**WHAT YOU NEED TO DO:**
Repeat the entries exactly, keeping every line as it is.
** RECORDS FOR THE TASK follows **
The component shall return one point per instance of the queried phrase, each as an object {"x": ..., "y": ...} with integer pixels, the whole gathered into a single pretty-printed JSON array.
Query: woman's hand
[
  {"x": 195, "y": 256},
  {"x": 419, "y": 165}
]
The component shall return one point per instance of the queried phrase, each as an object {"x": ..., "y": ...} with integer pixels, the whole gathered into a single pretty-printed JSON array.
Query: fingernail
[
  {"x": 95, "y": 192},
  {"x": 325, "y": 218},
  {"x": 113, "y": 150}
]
** End of RECORDS FOR THE TASK **
**ANSWER TO THE PROBLEM:**
The component shall return one point per instance of the queried phrase, each as an object {"x": ..., "y": ...} with integer pixels, the whole gathered into a single pretty-printed JSON array.
Query: woman's hand
[
  {"x": 195, "y": 256},
  {"x": 419, "y": 165}
]
The component shall return one point per instance of the queried phrase, each as an object {"x": ..., "y": ...} with integer pixels, the whole gathered into a single pretty-printed JSON array.
Query: fingernail
[
  {"x": 95, "y": 192},
  {"x": 325, "y": 218},
  {"x": 113, "y": 150}
]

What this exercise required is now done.